_AIM_. Could you lay out the whole listing below as a numbered list, dropping the blank lines?

_DATA FOR THIS TASK_.

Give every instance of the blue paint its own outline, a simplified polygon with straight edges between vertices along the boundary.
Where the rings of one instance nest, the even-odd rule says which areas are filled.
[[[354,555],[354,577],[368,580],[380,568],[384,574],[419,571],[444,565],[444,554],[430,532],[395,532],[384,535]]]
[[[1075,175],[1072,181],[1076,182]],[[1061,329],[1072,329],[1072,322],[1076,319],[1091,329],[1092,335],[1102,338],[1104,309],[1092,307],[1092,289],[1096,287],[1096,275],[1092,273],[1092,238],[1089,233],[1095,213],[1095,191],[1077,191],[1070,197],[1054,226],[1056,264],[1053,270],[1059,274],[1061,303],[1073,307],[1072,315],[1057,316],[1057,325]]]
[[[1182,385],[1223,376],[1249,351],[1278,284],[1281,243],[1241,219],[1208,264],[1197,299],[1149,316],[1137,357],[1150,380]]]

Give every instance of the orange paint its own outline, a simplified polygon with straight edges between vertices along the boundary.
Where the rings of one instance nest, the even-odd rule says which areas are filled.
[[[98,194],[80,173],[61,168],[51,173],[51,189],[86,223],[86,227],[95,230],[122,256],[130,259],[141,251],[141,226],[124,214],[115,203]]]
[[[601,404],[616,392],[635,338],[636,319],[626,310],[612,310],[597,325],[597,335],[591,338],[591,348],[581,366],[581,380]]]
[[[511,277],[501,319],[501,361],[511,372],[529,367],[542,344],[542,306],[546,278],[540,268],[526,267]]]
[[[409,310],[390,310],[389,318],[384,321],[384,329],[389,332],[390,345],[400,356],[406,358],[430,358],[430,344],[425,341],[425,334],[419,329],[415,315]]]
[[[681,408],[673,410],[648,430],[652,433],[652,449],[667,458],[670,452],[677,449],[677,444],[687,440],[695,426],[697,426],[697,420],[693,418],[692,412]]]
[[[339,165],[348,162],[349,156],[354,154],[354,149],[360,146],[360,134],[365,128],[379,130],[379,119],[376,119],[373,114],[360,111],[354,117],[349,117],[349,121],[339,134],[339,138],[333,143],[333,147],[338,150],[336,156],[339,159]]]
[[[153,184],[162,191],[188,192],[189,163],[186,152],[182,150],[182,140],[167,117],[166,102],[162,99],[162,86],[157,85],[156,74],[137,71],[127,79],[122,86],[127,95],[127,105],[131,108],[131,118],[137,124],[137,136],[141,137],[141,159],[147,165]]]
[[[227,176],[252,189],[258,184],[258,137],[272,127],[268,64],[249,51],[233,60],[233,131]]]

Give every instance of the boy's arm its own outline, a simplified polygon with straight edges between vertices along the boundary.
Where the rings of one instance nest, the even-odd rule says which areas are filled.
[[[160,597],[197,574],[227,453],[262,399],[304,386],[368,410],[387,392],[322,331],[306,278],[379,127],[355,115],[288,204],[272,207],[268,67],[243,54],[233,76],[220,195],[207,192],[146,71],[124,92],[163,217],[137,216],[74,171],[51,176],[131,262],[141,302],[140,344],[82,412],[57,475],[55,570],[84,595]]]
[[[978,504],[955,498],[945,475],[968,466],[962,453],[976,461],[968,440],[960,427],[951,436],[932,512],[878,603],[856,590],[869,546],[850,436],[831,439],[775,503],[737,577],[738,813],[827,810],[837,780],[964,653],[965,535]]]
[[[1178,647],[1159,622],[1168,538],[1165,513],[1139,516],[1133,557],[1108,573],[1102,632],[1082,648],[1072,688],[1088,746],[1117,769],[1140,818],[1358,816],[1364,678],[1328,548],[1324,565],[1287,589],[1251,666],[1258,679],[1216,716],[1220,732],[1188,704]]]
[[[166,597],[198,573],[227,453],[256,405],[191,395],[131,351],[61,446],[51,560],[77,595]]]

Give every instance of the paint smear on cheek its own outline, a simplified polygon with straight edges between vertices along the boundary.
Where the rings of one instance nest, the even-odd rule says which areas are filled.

_FULL OUTPUT_.
1. Give every instance of the blue paint its own outline, a simplified polygon with straight edges between vertices along the boundary.
2. Where the rings of one instance nest, the even-odd rule says which areas are filled.
3. [[[354,555],[354,577],[368,580],[380,568],[384,574],[419,571],[444,565],[444,554],[430,532],[395,532],[384,535]]]
4. [[[1075,175],[1072,181],[1076,182]],[[1061,329],[1072,329],[1072,322],[1076,319],[1091,329],[1092,335],[1102,338],[1104,309],[1092,307],[1092,289],[1096,287],[1096,275],[1092,273],[1092,238],[1089,233],[1095,213],[1095,191],[1077,191],[1070,197],[1054,226],[1056,264],[1053,270],[1059,274],[1061,303],[1073,307],[1072,315],[1057,316],[1057,325]]]
5. [[[1182,385],[1223,376],[1249,351],[1278,284],[1281,243],[1241,219],[1208,264],[1197,299],[1149,316],[1137,357],[1150,380]]]
6. Give every instance of the orange paint its own outline, a simplified polygon with straight edges between vertices along the boundary.
7. Where the rings of one instance nest, the even-odd rule says which areas are filled.
8. [[[98,194],[80,173],[61,168],[51,173],[51,189],[86,223],[86,227],[95,230],[122,256],[130,259],[141,251],[141,226],[124,214],[115,203]]]
9. [[[601,404],[616,392],[635,338],[636,319],[626,310],[612,310],[597,325],[597,335],[591,338],[591,348],[581,366],[581,380]]]
10. [[[511,277],[501,319],[501,361],[511,372],[529,367],[542,344],[542,306],[546,278],[540,268],[526,267]]]
11. [[[409,310],[390,310],[389,318],[384,321],[384,329],[389,332],[390,345],[400,356],[406,358],[430,358],[430,344],[425,341],[425,334],[419,329],[415,315]]]
12. [[[681,408],[673,410],[648,430],[652,433],[652,449],[667,458],[670,452],[677,449],[677,444],[687,440],[695,426],[697,426],[697,420],[693,418],[692,412]]]
13. [[[339,165],[348,162],[349,156],[354,154],[354,149],[360,146],[360,134],[365,128],[379,130],[379,119],[376,119],[373,114],[360,111],[354,117],[349,117],[349,121],[339,134],[339,138],[333,143],[333,147],[338,150],[336,156],[339,159]]]
14. [[[153,184],[162,191],[188,192],[189,163],[186,152],[182,150],[182,140],[167,117],[166,102],[162,99],[162,86],[157,85],[156,74],[137,71],[127,79],[122,86],[127,95],[127,105],[131,108],[131,118],[137,124],[137,136],[141,137],[141,159],[147,165]]]
15. [[[227,176],[252,189],[258,184],[258,137],[272,127],[268,64],[249,51],[233,60],[233,131]]]
16. Give every instance of the boy's arm its own outline, a simplified polygon with straight edges between vertices along the boundary.
17. Where the rings of one instance nest, the even-odd rule says which areas are filled.
18. [[[160,597],[197,574],[227,453],[262,399],[304,386],[368,410],[387,392],[322,331],[306,278],[379,127],[355,115],[288,204],[272,207],[268,67],[243,54],[233,76],[220,195],[207,192],[146,71],[124,92],[163,217],[137,216],[74,171],[51,176],[131,262],[141,302],[140,344],[82,412],[57,475],[55,570],[84,595]]]
19. [[[978,504],[955,498],[945,475],[968,466],[962,453],[976,461],[968,440],[960,427],[951,436],[932,512],[878,603],[856,590],[869,546],[850,436],[831,439],[775,503],[737,577],[738,813],[827,810],[837,780],[964,653],[965,535]]]
20. [[[1178,647],[1159,622],[1168,538],[1165,513],[1139,516],[1133,557],[1108,573],[1102,632],[1082,648],[1072,688],[1088,746],[1117,769],[1140,818],[1358,816],[1364,678],[1328,548],[1324,565],[1287,589],[1251,666],[1258,679],[1216,716],[1220,732],[1188,704]]]
21. [[[166,597],[198,573],[227,453],[256,405],[191,395],[131,351],[61,446],[51,560],[77,595]]]
22. Give every instance of the paint smear on cheek its own outline, a simplified polygon with straight edges between vertices along the boundary.
23. Where the rings of one instance nest, the even-odd rule says which areas are filled.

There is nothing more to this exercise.